Set exercise
Format every line of the entries below as a numbered list, omitting any blank lines.

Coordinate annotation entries

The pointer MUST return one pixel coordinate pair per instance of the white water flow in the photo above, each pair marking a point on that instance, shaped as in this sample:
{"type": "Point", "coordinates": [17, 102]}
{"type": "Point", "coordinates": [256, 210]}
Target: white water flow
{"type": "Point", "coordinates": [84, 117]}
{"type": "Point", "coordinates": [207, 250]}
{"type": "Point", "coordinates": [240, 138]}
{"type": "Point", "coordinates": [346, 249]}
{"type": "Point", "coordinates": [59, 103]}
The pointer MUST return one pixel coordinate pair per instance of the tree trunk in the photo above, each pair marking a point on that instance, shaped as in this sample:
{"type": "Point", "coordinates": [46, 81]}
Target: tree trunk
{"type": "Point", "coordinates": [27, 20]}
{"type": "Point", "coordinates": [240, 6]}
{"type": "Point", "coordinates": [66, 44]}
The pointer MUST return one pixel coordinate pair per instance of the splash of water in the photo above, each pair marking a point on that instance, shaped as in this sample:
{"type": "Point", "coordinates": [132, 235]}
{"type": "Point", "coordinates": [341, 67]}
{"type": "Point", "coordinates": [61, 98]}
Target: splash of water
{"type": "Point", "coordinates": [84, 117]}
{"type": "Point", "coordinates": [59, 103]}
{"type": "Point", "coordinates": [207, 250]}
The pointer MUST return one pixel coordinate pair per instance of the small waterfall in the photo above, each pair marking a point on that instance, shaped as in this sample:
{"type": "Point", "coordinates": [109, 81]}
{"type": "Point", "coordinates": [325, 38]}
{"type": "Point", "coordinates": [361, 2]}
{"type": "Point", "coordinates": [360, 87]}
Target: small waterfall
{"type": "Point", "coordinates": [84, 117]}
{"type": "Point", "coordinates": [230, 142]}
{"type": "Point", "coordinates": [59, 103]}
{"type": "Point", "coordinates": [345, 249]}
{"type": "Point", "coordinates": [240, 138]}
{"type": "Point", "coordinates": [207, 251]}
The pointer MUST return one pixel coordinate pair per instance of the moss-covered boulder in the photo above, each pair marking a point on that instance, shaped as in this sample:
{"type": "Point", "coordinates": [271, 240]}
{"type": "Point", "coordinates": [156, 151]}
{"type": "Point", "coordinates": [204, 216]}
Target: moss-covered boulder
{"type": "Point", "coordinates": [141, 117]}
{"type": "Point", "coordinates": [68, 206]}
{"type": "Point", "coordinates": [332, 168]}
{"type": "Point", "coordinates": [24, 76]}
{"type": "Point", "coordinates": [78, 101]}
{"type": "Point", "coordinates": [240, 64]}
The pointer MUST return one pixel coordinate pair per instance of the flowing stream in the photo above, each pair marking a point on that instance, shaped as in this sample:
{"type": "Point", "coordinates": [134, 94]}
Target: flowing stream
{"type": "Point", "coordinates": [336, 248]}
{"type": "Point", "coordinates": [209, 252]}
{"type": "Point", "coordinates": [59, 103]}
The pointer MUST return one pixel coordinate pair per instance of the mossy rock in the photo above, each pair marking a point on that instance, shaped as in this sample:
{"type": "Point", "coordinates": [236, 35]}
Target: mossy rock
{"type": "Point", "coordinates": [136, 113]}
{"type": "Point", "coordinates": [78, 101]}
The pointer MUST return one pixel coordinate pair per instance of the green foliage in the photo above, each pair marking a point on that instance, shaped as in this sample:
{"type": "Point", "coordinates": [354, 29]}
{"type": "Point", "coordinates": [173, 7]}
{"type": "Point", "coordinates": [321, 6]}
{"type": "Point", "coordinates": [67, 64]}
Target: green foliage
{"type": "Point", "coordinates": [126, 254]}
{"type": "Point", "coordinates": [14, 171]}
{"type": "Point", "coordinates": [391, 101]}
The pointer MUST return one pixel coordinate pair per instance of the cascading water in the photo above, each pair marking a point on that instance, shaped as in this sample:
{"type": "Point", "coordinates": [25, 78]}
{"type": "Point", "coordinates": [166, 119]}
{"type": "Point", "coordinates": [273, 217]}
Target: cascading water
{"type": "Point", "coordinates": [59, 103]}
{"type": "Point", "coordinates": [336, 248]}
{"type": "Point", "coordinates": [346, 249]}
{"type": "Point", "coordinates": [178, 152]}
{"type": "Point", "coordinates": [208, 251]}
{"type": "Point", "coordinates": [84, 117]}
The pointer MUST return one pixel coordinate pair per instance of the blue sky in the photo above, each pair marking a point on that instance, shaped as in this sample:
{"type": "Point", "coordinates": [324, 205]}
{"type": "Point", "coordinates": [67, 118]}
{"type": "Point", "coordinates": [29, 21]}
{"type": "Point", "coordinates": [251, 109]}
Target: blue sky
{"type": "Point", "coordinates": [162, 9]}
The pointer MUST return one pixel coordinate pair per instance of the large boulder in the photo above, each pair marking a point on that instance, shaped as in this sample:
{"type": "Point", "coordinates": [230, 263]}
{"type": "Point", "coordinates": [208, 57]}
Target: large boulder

The result
1. The pointer MUST return one pixel coordinate pair per instance of the white water flow in the photo above, each pair marking a point on that instance, shaped as in this sample:
2. {"type": "Point", "coordinates": [17, 102]}
3. {"type": "Point", "coordinates": [256, 210]}
4. Target: white water flow
5. {"type": "Point", "coordinates": [84, 117]}
6. {"type": "Point", "coordinates": [207, 250]}
7. {"type": "Point", "coordinates": [240, 138]}
8. {"type": "Point", "coordinates": [346, 249]}
9. {"type": "Point", "coordinates": [59, 103]}
10. The pointer MUST return one pixel coordinate pair per instance of the tree trunk in the photo above, each pair marking a point on that instance, shaped as in this sample:
11. {"type": "Point", "coordinates": [46, 81]}
12. Target: tree trunk
13. {"type": "Point", "coordinates": [27, 20]}
14. {"type": "Point", "coordinates": [240, 6]}
15. {"type": "Point", "coordinates": [66, 44]}
16. The pointer MUST return one pixel coordinate pair per instance of the splash of water in the photo above, each pair marking a point on that instance, shaped as in this sample:
17. {"type": "Point", "coordinates": [132, 235]}
18. {"type": "Point", "coordinates": [341, 67]}
19. {"type": "Point", "coordinates": [61, 98]}
20. Target: splash of water
21. {"type": "Point", "coordinates": [84, 117]}
22. {"type": "Point", "coordinates": [59, 103]}
23. {"type": "Point", "coordinates": [207, 250]}
24. The pointer MUST return one pixel coordinate pair per instance of the small waterfall in the photo above, each pair marking a point on that instance, shaped as in this sample:
25. {"type": "Point", "coordinates": [109, 81]}
26. {"type": "Point", "coordinates": [325, 38]}
27. {"type": "Point", "coordinates": [361, 2]}
28. {"type": "Point", "coordinates": [360, 87]}
29. Target: small waterfall
30. {"type": "Point", "coordinates": [84, 117]}
31. {"type": "Point", "coordinates": [230, 142]}
32. {"type": "Point", "coordinates": [59, 103]}
33. {"type": "Point", "coordinates": [345, 249]}
34. {"type": "Point", "coordinates": [240, 138]}
35. {"type": "Point", "coordinates": [207, 251]}
36. The pointer MUST return one pixel coordinate pair per instance of the moss-covered boulder in the photo above, each pair marking a point on that instance, shaped as in this sample:
37. {"type": "Point", "coordinates": [271, 240]}
38. {"type": "Point", "coordinates": [156, 151]}
39. {"type": "Point", "coordinates": [204, 216]}
40. Target: moss-covered boulder
41. {"type": "Point", "coordinates": [141, 117]}
42. {"type": "Point", "coordinates": [68, 206]}
43. {"type": "Point", "coordinates": [332, 168]}
44. {"type": "Point", "coordinates": [24, 76]}
45. {"type": "Point", "coordinates": [78, 101]}
46. {"type": "Point", "coordinates": [240, 64]}
47. The pointer MUST return one pixel coordinate pair per instance of the flowing stream in the photo above, each pair marking a point on that instance, shaped as in this sample:
48. {"type": "Point", "coordinates": [134, 94]}
49. Target: flowing stream
50. {"type": "Point", "coordinates": [336, 248]}
51. {"type": "Point", "coordinates": [209, 252]}
52. {"type": "Point", "coordinates": [59, 103]}
53. The pointer MUST return one pixel coordinate pair per instance of the mossy rock in the photo above, each pair marking a point on that instance, shaped as in this sample:
54. {"type": "Point", "coordinates": [236, 35]}
55. Target: mossy rock
56. {"type": "Point", "coordinates": [136, 113]}
57. {"type": "Point", "coordinates": [78, 101]}
58. The pointer MUST return one pixel coordinate pair per instance of the green foliage in the photo above, each pair marking a point on that instance, shaped as in this sample:
59. {"type": "Point", "coordinates": [354, 29]}
60. {"type": "Point", "coordinates": [173, 7]}
61. {"type": "Point", "coordinates": [321, 6]}
62. {"type": "Point", "coordinates": [67, 64]}
63. Target: green foliage
64. {"type": "Point", "coordinates": [126, 254]}
65. {"type": "Point", "coordinates": [14, 171]}
66. {"type": "Point", "coordinates": [391, 101]}
67. The pointer MUST return one pixel coordinate pair per instance of the cascading water in the photo above, each pair marking a point on that instance, shaped as in this sample:
68. {"type": "Point", "coordinates": [25, 78]}
69. {"type": "Point", "coordinates": [166, 119]}
70. {"type": "Point", "coordinates": [273, 217]}
71. Target: cascading water
72. {"type": "Point", "coordinates": [59, 103]}
73. {"type": "Point", "coordinates": [336, 248]}
74. {"type": "Point", "coordinates": [346, 249]}
75. {"type": "Point", "coordinates": [178, 152]}
76. {"type": "Point", "coordinates": [208, 251]}
77. {"type": "Point", "coordinates": [84, 117]}
78. The pointer MUST return one pixel coordinate pair per instance of the blue sky in the photo above, each pair marking a point on that instance, shaped as in this sample:
79. {"type": "Point", "coordinates": [324, 205]}
80. {"type": "Point", "coordinates": [67, 118]}
81. {"type": "Point", "coordinates": [29, 21]}
82. {"type": "Point", "coordinates": [251, 109]}
83. Target: blue sky
84. {"type": "Point", "coordinates": [162, 9]}
85. The pointer MUST return one pixel coordinate pair per instance of the large boulder in the photo above, each pair marking a point on that instance, shaped as in this sample:
86. {"type": "Point", "coordinates": [230, 263]}
87. {"type": "Point", "coordinates": [208, 57]}
88. Target: large boulder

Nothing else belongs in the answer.